**Prompt 1:** According to the pathway algorithms text, what should you consider if you run into memory errors with the adjacency matrix?
**Prompt 2:** Continue the pathway algorithms text from its final line onward.

**Document text:**
--- START ---
You may display the precision-recall for all four pathways on a single plot.

4 Implement the shortest path algorithm

This algorithm is fairly simple. For each pathway, you should compute the shortest path from each source to each target. Output the union of these path. There are a few factors to consider.

  • You can use an implementation of Dijkstra's algorithm in a package or library. Look very carefully at the documentation of the method. By default, some implementations will only return the length of the shortest path. Here, we are also interested in outputting the edges in the shortest paths.
  • If there are \(k\) sources and \(l\) target, you can manage with just \(k\) invocations to Dijkstra's algorithm. In other words, you do not need \(kl\) invocations of the algorithm.
  • How will you deal with the possibility that the shortest path between two nodes is not unique? In other words, there may be more than one shortest path between two nodes. If you output just one, your precision and recall may be much smaller than if you output all the shortest paths.
  • Can you order the edges in the output in some meaningful way, taking inspiration from PathLinker, for example?

5 Implement the RWR algorithm

This algorithm may be more tricky to implement. Remember that we defined \(A\) to be the adjacency matrix of the graph, where \(A_{uv} = 1\) if and only there is a directed edge from node \(u\) to node \(v\).

  • You will have to convert whatever data structure in which you are storing the human protein interaction network into its adjacency matrix representation. The library you use may already have such a function.
  • Beware of the large size of the adjacency matrix, e.g, \(12,000 \times 12,000\). If you run into memory errors, you may have to consider a sparse matrix representation.
  • Compute the diagonal matrix \(D\), where the entry \(D_{uu}\) is the sum of all the non-diagonal entries in row \(u\) of \(A\).
  • Compute \((D^{-1}A)^T\), i.e., multiple the inverse of \(D\) by \(A\) and take the transpose of the product.
  • Next form the vector \(s\) we defined in class, where \(s(u) = 1/|S|\) if and only if \(u\) is one of the receptors in the current pathway you are processing and \(S\) is the set of all receptors in the current pathway. Otherwise \(s(u) = 0\).
  • Compute the vector \(p\) of stationary probabilities using \(p = (I - (1-q)(D^{-1}A)^T)^{-1}q s\).
--- END ---
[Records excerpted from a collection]
--- START ---
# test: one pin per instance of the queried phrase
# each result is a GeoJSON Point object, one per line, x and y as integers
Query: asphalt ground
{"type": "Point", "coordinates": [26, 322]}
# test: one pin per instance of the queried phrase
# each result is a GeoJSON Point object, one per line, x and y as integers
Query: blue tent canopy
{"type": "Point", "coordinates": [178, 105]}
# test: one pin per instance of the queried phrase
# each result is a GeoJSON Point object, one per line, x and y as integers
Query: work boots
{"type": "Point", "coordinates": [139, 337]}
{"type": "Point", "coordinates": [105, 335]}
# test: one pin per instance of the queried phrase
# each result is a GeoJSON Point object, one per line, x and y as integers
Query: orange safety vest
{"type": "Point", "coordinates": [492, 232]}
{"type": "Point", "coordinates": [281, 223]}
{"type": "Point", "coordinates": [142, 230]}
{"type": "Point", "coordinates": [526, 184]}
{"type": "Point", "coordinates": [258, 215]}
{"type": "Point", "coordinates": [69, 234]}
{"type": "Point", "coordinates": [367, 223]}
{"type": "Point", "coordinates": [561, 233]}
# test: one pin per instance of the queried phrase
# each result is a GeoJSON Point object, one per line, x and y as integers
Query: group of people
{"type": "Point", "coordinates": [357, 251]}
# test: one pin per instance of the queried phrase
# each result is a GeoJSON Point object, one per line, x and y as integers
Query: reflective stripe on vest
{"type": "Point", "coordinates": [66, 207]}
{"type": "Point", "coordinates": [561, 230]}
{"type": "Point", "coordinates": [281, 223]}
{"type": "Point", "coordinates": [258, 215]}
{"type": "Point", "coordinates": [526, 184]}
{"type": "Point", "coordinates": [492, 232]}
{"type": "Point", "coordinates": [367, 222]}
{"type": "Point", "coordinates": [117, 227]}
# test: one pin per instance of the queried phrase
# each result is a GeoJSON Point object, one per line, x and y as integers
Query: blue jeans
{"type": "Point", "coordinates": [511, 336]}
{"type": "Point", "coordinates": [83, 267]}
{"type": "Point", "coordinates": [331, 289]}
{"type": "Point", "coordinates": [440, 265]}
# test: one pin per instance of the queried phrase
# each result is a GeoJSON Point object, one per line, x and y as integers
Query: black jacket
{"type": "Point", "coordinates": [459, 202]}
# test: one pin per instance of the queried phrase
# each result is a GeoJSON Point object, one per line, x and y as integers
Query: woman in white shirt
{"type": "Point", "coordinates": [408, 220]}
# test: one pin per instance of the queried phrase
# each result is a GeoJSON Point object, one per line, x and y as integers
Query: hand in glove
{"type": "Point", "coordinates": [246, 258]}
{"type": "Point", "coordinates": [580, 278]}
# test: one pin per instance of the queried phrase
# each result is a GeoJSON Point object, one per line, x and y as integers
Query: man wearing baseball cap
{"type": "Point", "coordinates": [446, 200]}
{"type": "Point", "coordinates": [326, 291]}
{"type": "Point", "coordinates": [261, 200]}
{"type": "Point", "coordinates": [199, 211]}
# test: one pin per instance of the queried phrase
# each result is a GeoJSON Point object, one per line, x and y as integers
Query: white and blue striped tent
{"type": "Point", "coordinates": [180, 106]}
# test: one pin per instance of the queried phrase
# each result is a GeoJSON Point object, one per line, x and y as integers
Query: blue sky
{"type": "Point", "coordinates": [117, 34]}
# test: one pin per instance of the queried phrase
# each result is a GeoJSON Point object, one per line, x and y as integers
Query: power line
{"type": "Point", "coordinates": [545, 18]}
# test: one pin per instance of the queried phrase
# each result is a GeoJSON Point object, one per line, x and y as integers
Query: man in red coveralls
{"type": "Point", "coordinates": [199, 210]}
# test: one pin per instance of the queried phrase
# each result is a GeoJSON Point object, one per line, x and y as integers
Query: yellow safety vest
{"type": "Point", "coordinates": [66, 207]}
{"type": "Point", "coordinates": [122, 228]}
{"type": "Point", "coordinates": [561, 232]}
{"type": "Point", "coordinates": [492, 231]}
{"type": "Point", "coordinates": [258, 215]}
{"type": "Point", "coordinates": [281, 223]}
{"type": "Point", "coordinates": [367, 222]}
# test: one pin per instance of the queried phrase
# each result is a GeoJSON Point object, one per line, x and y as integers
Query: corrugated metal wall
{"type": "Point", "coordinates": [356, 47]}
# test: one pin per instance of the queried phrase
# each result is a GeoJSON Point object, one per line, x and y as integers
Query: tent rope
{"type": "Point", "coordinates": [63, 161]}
--- END ---
**Task result 1:** A sparse matrix representation.

**Task result 2:**
  • Next for each directed edge \((u, v)\) in the graph, compute the flux \(f(u, v) = p(u) w(u,v)/d_{out}(u)\). Here \(p(u)\) is the stationary probability of \(u\) that you computed in the previous step, \(w(u,v)\) is the weight of the edge from \(u\) to \(v\), and \(d_{out}(u)\) is the out-degree of \(u\), i.e., the total weight of the edges leaving \(u\).
  • Output the edges in decreasing order of edge flux. Output each edge per line, tail, head, and edge flux into a tab-delimited file.

6 Tips

  • You are welcome to use external libraries and packages unless I explicitly say that you should implement something yourself. If in doubt, ask on Piazza!
    • For storing graphs, networkx is ideal if you are using Python. Other languages have excellent graph libraries as well.
    • For plotting in Python, matplotlib and seaborn are excellent.
    • For linear algebra and matrix routines, numpy and scipy are fantastic resources.

7 What should you submit?

  • A PDF file on Canvas that contains
    1. (20 points) One plot showing the precision-recall curves for PathLinker on the TGF-beta, TNF-alpha, and Wnt pathways.
    2. (60 points; 40 points for RWR and 20 points for shortest path) One plot for each of the TGF-beta, TNF-alpha, and Wnt pathways showing the precision-recall curves for PathLinker, shortest path, and RWR algorithms.
    3. (10 points) Any observations you have on the results.
    4. (10 points) Any observations you have on the assignment and the challenges you face.
    5. A link to your code on GitHub

Grading for items 3 and 4 will be somewhat subjective.